[Written task 1]: In the article on lax parenting below, do these statements agree with the text? (a) The writer's first boss regularly handed his workload over at the last minute. (b) The writer's parents set strict rules. (c) Assertiveness is presented as something that cannot be learned. Answer yes or no for each, quoting the deciding words.
[Written task 2]: According to the article on lax parenting below, why do adults raised by complacent parents tend to procrastinate? Answer in one to three sentences.
[Written task 3]: Pick up the article on lax parenting below where it stops, and keep writing it.

** Start of Extract **

9 traits of people who were brought up by complacent and lax parents, says a psychologist

It’s no secret that childhood shapes the adults we become.

The freedom some of my friends had growing up—late bedtimes, no curfews, and an endless “do what feels right” philosophy—always seemed like the dream to me.

But as we got older, I noticed something interesting: that same freedom left many of them grappling with things like self-discipline and decision-making, challenges I hadn’t considered at the time.

Our parents’ approach, whether strict or laid-back, leaves its mark on us in ways we don’t always recognize until adulthood.

If you were raised in a more relaxed household, you might find yourself carrying traits that echo that upbringing.

Let’s unpack nine characteristics that often emerge from a laid-back parenting style and explore what they might mean for your personal growth.

1) Struggle with self-discipline

Growing up with relaxed rules and minimal boundaries often leads to a lack of self-discipline in adulthood.

You see, strict parents often instill a sense of discipline by setting clear boundaries and consequences for crossing them.

In contrast, psychology says, complacent parents may allow their children to do as they please, resulting in kids who never truly learn the importance of discipline.

This trait becomes evident in adulthood when these individuals struggle to meet deadlines, maintain healthy habits or stick to routines.

They may often procrastinate and leave tasks until the last minute because they never had to deal with the consequences of delaying work as children.

2) Difficulty setting personal boundaries

Personal boundaries are something many of us struggle with, and I’m no exception.

Growing up, my parents were on the more lax side. They hardly ever interfered with my decisions or set strict rules.

While this allowed me a great deal of freedom, it also meant that I wasn’t very good at setting personal boundaries.

When I started my first job right out of college, I had a boss who would regularly dump his workload on me at the last minute.

Because I had never learned to set boundaries, I found it difficult to say no and ended up working late nights and weekends to complete his work on top of mine.

Over time, it became clear that this was affecting not only my work-life balance but also my mental health. I realized that I needed to learn to set boundaries.

If you, like me, were brought up by complacent parents, you might also struggle with setting personal boundaries.

However, establishing clear boundaries is essential for our wellbeing and can be learned – it’s never too late to start setting healthy limits.

3) Tendency towards passive behavior

Parents who are complacent and lax often unintentionally encourage passive behavior in their children.

In psychology, passivity is associated with a lack of assertiveness, where individuals may avoid expressing their feelings or defending their rights.

Usually, people who grew up with permissive parents are more likely to be passive in their adult relationships.

They were less likely to voice their opinions, express dissatisfaction, or stand up for themselves when treated poorly.

This tendency towards passivity can impact many areas of adult life – from personal relationships to professional settings.

If you find yourself being overly passive, remember that assertiveness is a skill that can be learned and cultivated. Try to find a balance between respecting others’ rights and standing up for your own.

** End of Extract **
** Start of Excerpted records **

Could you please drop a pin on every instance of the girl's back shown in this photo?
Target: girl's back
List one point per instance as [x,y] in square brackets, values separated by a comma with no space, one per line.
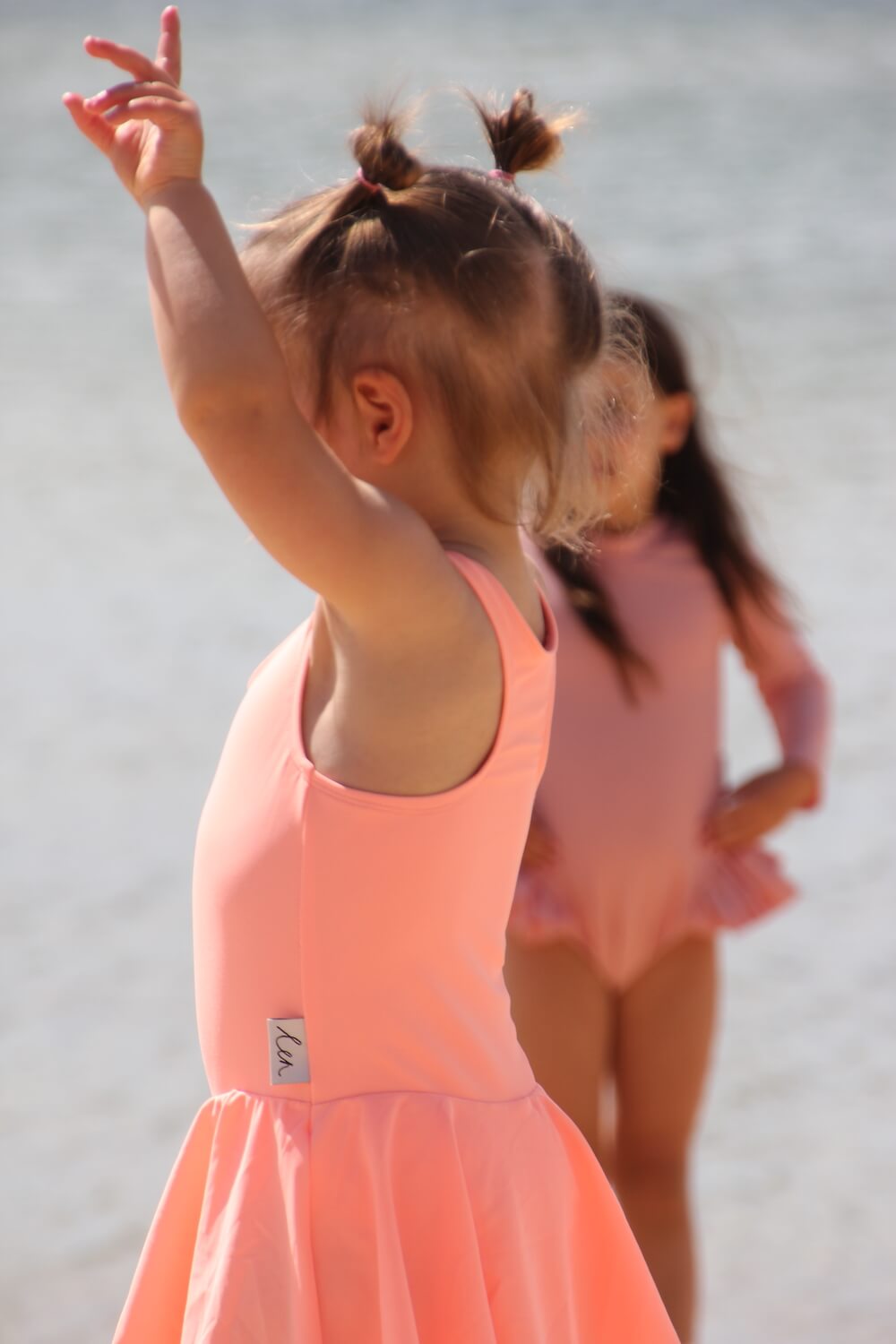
[378,392]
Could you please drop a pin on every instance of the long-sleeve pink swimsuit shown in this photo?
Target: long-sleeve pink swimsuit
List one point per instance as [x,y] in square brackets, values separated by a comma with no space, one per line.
[627,787]
[376,1164]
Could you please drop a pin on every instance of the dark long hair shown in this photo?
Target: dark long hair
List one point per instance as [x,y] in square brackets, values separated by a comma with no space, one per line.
[694,492]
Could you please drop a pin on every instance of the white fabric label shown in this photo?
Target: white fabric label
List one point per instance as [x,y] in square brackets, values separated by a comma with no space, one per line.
[288,1050]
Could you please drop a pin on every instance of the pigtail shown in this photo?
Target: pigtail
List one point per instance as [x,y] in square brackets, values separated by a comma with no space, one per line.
[521,140]
[591,602]
[379,152]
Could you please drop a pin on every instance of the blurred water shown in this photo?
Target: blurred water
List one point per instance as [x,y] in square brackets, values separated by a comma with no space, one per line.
[737,160]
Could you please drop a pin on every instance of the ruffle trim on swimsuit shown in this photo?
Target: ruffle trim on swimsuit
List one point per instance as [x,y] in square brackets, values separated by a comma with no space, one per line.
[394,1218]
[734,887]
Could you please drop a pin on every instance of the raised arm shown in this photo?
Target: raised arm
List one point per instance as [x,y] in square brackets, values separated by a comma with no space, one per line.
[228,376]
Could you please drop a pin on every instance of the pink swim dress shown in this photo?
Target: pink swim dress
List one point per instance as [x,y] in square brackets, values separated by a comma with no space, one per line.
[376,1163]
[629,784]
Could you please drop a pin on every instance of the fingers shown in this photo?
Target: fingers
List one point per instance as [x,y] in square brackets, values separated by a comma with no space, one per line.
[126,58]
[161,112]
[121,94]
[168,50]
[97,129]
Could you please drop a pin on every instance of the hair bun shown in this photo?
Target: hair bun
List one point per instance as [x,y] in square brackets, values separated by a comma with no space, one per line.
[521,140]
[379,151]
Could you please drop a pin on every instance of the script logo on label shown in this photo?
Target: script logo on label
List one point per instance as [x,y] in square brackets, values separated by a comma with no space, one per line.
[288,1051]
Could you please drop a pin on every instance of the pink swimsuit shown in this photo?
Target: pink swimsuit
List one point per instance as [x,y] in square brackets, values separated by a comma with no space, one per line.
[376,1164]
[627,787]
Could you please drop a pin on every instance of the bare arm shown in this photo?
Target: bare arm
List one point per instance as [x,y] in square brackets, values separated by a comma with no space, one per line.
[354,545]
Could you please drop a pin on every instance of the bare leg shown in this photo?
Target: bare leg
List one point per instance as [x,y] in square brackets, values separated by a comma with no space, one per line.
[664,1043]
[563,1016]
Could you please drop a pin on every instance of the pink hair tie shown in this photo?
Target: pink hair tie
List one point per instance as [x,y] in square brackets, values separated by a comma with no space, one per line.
[371,185]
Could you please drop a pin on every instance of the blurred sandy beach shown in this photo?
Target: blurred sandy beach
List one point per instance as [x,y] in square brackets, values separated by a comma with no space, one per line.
[737,160]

** End of Excerpted records **

[Expected answer 1]:
(a) Yes: "I had a boss who would regularly dump his workload on me at the last minute."
(b) No: "They hardly ever interfered with my decisions or set strict rules."
(c) No: "assertiveness is a skill that can be learned and cultivated."

[Expected answer 2]: They tend to leave tasks until the last minute because they never had to face the consequences of delaying work as children.

[Expected answer 3]:
4) Difficulty making decisions

When parents are too relaxed in their parenting style, children often grow up without experiencing the consequences of making wrong decisions.

As a result, psychologists claim, they might struggle with poor decision making skills.

Often, these individuals find themselves feeling overwhelmed when they’re faced with choices, big or small. They may constantly second-guess themselves and struggle with the fear of making the wrong choice.

If you find yourself paralyzed by indecision, recognizing this trait can be the first step towards improvement.

Making decisions is a part of life, and it’s okay to make mistakes along the way. Every decision – good or bad – is an opportunity to learn and grow.

5) Prone to procrastination

Another common trait seen in people raised by complacent parents is a tendency to procrastinate.

Without strict deadlines or punishments for late work, children may grow up without developing a sense of urgency. This can translate into a habit of pushing tasks off until the last minute in adulthood.

Procrastination can impact various aspects of life, from work to personal projects. It might initially seem harmless, but it often leads to increased stress and reduced productivity.

If you find yourself constantly procrastinating, it might be time to evaluate your habits and find ways to manage your time more effectively.

It’s not always easy, but breaking the cycle of procrastination can lead to increased productivity and reduced stress in the long run.

6) Craving for structure and routine

Growing up with complacent parents often means growing up without much structure or routine. For some, this can lead to a deep-seated craving for structure as adults.

Living every day without a set plan or routine can be exciting as a child.

However, as we grow older, we start to understand the importance of structure in our lives. It brings a sense of security and helps us manage our time effectively.

Some people might find themselves drawn towards careers or relationships that offer the structure they missed out on as children.

They might feel more comfortable with predictability and order in their daily life.

If you find yourself constantly seeking structure, know that this is your way of providing what you missed out on in your childhood.

Embrace it, but also remember to leave room for spontaneity and flexibility – they’re just as important in life.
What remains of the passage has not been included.